* WHAT YOU SHOULD DO
Please reproduce the whole listing below line for line, leaving the pictures out of your answer.

++++++++++

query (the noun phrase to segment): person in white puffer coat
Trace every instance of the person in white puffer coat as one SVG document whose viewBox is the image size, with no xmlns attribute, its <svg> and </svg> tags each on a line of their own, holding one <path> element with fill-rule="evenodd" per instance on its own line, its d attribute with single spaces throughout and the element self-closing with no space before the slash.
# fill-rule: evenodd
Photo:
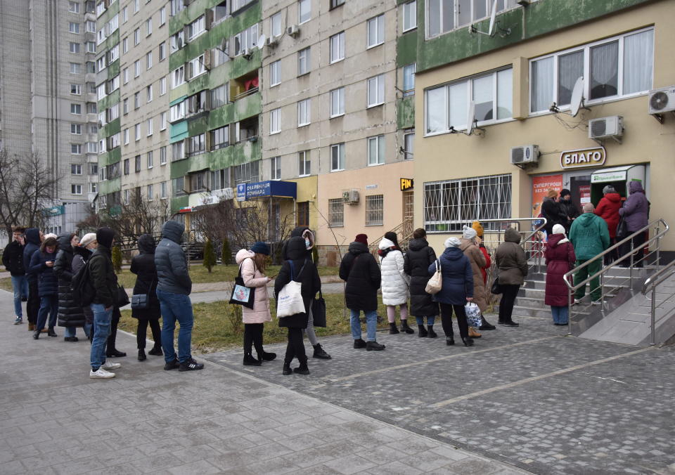
<svg viewBox="0 0 675 475">
<path fill-rule="evenodd" d="M 408 326 L 408 294 L 410 277 L 404 270 L 403 252 L 396 233 L 390 231 L 380 241 L 380 267 L 382 271 L 382 303 L 387 306 L 390 334 L 400 333 L 396 327 L 396 306 L 401 308 L 401 330 L 415 333 Z"/>
</svg>

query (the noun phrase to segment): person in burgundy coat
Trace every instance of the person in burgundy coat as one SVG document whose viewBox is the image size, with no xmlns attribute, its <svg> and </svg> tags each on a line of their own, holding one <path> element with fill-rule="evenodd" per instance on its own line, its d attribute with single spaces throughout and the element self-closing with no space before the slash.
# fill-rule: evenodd
<svg viewBox="0 0 675 475">
<path fill-rule="evenodd" d="M 569 289 L 562 276 L 572 269 L 577 256 L 574 247 L 565 235 L 560 224 L 553 226 L 546 246 L 546 292 L 544 303 L 551 306 L 553 325 L 567 325 L 569 318 Z"/>
</svg>

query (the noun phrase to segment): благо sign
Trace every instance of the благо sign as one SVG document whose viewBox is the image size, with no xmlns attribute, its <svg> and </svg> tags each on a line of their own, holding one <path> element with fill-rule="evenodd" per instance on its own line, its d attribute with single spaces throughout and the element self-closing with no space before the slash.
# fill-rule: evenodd
<svg viewBox="0 0 675 475">
<path fill-rule="evenodd" d="M 607 152 L 604 147 L 567 150 L 560 154 L 560 167 L 568 169 L 598 167 L 605 163 L 606 158 Z"/>
</svg>

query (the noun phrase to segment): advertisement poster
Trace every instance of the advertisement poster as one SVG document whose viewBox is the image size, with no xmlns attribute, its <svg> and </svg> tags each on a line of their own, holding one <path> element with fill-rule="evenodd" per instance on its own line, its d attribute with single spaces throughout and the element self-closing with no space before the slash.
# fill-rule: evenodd
<svg viewBox="0 0 675 475">
<path fill-rule="evenodd" d="M 562 189 L 562 175 L 546 175 L 532 177 L 532 217 L 536 218 L 541 212 L 541 203 L 553 188 L 560 193 Z M 589 189 L 589 196 L 591 190 Z"/>
</svg>

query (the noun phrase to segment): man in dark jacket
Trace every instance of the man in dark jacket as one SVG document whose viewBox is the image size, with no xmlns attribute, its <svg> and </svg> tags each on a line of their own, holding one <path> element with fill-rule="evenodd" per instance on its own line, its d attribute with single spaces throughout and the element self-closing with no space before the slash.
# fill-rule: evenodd
<svg viewBox="0 0 675 475">
<path fill-rule="evenodd" d="M 30 258 L 40 247 L 42 242 L 42 231 L 37 228 L 29 228 L 26 230 L 25 245 L 23 247 L 23 267 L 26 271 L 26 280 L 28 281 L 28 301 L 26 303 L 26 316 L 28 317 L 28 330 L 35 330 L 37 323 L 37 313 L 40 310 L 39 289 L 37 287 L 37 275 L 28 272 Z"/>
<path fill-rule="evenodd" d="M 105 360 L 105 347 L 110 334 L 112 311 L 117 305 L 117 276 L 112 267 L 112 249 L 115 242 L 115 231 L 110 228 L 101 228 L 96 231 L 98 246 L 91 254 L 87 265 L 89 278 L 94 289 L 91 311 L 94 312 L 94 338 L 91 341 L 92 379 L 115 377 L 115 373 L 108 370 L 116 370 L 122 365 Z"/>
<path fill-rule="evenodd" d="M 164 369 L 178 368 L 179 371 L 201 370 L 204 365 L 192 358 L 192 327 L 195 317 L 192 311 L 190 292 L 192 280 L 188 272 L 188 261 L 181 242 L 185 226 L 168 221 L 162 226 L 162 240 L 155 250 L 157 268 L 157 297 L 162 310 L 162 349 L 166 364 Z M 178 357 L 174 348 L 176 320 L 181 325 L 178 332 Z"/>
<path fill-rule="evenodd" d="M 340 263 L 340 278 L 347 282 L 345 297 L 351 312 L 352 337 L 354 348 L 379 351 L 385 346 L 377 341 L 378 289 L 382 276 L 380 266 L 368 250 L 368 236 L 357 234 Z M 366 315 L 368 342 L 361 337 L 361 311 Z"/>
<path fill-rule="evenodd" d="M 12 289 L 14 290 L 14 325 L 23 323 L 23 311 L 21 301 L 28 299 L 28 281 L 26 280 L 26 269 L 23 266 L 23 249 L 25 228 L 12 228 L 12 242 L 5 246 L 2 252 L 2 265 L 12 277 Z"/>
</svg>

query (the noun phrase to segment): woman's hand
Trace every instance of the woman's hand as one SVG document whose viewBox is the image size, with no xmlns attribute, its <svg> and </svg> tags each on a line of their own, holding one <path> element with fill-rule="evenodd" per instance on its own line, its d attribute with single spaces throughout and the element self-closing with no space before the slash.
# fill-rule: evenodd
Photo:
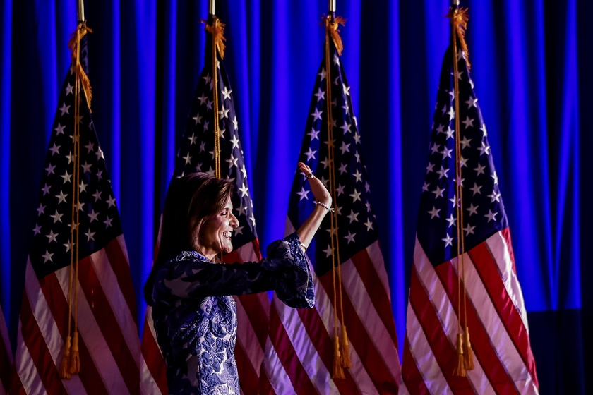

++++++++++

* EXERCISE RESPONSE
query (the noun phrase to segment): person in white puffer coat
Trace every instance of the person in white puffer coat as one SVG document whose viewBox is the image size, with no xmlns attribute, its <svg> and </svg> tags each on a line of their own, holding one <path> element with fill-rule="evenodd" per instance on its own line, its d attribute with single spaces throughout and the element self-closing with no space before the slash.
# fill-rule: evenodd
Photo:
<svg viewBox="0 0 675 475">
<path fill-rule="evenodd" d="M 408 326 L 408 294 L 410 277 L 404 270 L 403 252 L 396 233 L 390 231 L 380 241 L 380 267 L 382 271 L 382 303 L 387 306 L 390 334 L 400 333 L 396 327 L 396 306 L 401 308 L 401 330 L 415 333 Z"/>
</svg>

query (the noun phrase to segment): person in burgundy coat
Trace every instance of the person in burgundy coat as one SVG document whose viewBox is the image size, with no xmlns attribute, its <svg> and </svg> tags each on a line of their own, holding one <path> element with fill-rule="evenodd" per instance on its own line, its d attribute with single spaces throughout and the element self-closing with no space before the slash.
# fill-rule: evenodd
<svg viewBox="0 0 675 475">
<path fill-rule="evenodd" d="M 569 289 L 562 276 L 572 269 L 577 256 L 574 247 L 565 235 L 560 224 L 553 226 L 546 246 L 546 292 L 544 303 L 551 306 L 553 325 L 567 325 L 569 318 Z"/>
</svg>

query (the noun phrase to segment): благо sign
Trace every instance of the благо sign as one SVG document whose viewBox is the image size, with no xmlns attribute, its <svg> and </svg> tags each on a line of their own, holding one <path> element with fill-rule="evenodd" per instance on its own line, its d attribute with single spaces throughout and the element self-closing with no space before the slash.
# fill-rule: evenodd
<svg viewBox="0 0 675 475">
<path fill-rule="evenodd" d="M 607 152 L 604 147 L 567 150 L 560 154 L 560 167 L 568 169 L 598 167 L 605 163 L 606 158 Z"/>
</svg>

query (the noun phrase to segment): advertisement poster
Trace every instance of the advertisement poster as one SVG document whose viewBox is the image size, with no xmlns attribute, its <svg> and </svg> tags each on a line of their own, holding one <path> element with fill-rule="evenodd" per instance on its own line, its d attribute with single spaces throughout and the element self-closing with no space before the slash.
# fill-rule: evenodd
<svg viewBox="0 0 675 475">
<path fill-rule="evenodd" d="M 562 189 L 562 175 L 546 175 L 532 177 L 532 217 L 536 218 L 541 212 L 541 203 L 553 188 L 560 193 Z M 589 189 L 589 196 L 591 190 Z"/>
</svg>

query (the noun phrase to segment): man in dark jacket
Trace every instance of the man in dark jacket as one SVG document whose viewBox is the image size, with no xmlns attribute, its <svg> and </svg> tags each on a line of their own, holding one <path> element with fill-rule="evenodd" per instance on its own line, its d attribute with single spaces throughout and the element self-closing with no space before the slash.
# fill-rule: evenodd
<svg viewBox="0 0 675 475">
<path fill-rule="evenodd" d="M 30 258 L 40 247 L 42 242 L 42 231 L 37 228 L 29 228 L 26 230 L 25 245 L 23 247 L 23 267 L 26 271 L 26 280 L 28 281 L 28 301 L 26 303 L 26 316 L 28 317 L 28 330 L 35 330 L 37 323 L 37 313 L 40 310 L 39 289 L 37 287 L 37 275 L 28 272 Z"/>
<path fill-rule="evenodd" d="M 105 360 L 105 347 L 110 334 L 112 311 L 117 305 L 117 276 L 112 267 L 112 249 L 115 242 L 115 231 L 110 228 L 101 228 L 96 231 L 98 246 L 91 254 L 87 265 L 89 278 L 94 289 L 91 311 L 94 312 L 94 338 L 91 341 L 92 379 L 115 377 L 115 373 L 108 370 L 116 370 L 122 365 Z"/>
<path fill-rule="evenodd" d="M 164 369 L 178 368 L 179 371 L 201 370 L 204 365 L 192 358 L 192 327 L 195 317 L 192 311 L 190 292 L 192 280 L 188 272 L 188 261 L 181 242 L 185 226 L 168 221 L 162 226 L 162 240 L 155 250 L 157 268 L 157 297 L 162 310 L 162 349 L 166 364 Z M 178 357 L 174 348 L 176 320 L 181 325 L 178 332 Z"/>
<path fill-rule="evenodd" d="M 340 263 L 340 278 L 347 282 L 345 297 L 351 312 L 352 337 L 354 348 L 379 351 L 385 346 L 377 341 L 378 289 L 382 276 L 380 266 L 368 250 L 368 236 L 357 234 Z M 366 315 L 368 342 L 361 337 L 361 311 Z"/>
<path fill-rule="evenodd" d="M 12 289 L 14 290 L 14 325 L 23 323 L 23 311 L 21 301 L 28 299 L 28 281 L 26 280 L 26 269 L 23 266 L 23 249 L 25 228 L 12 228 L 12 242 L 5 246 L 2 252 L 2 265 L 12 277 Z"/>
</svg>

query (the noun phrase to segment): woman's hand
Trace every instance of the woman's hand as one SVG document whose viewBox is the image size, with no xmlns attribute, its <svg> and </svg> tags each on a line of their own, holding one <path> element with fill-rule="evenodd" per instance on its own line, its d attribute with single spaces throughout and the element self-closing with no space before the slash.
# fill-rule: evenodd
Photo:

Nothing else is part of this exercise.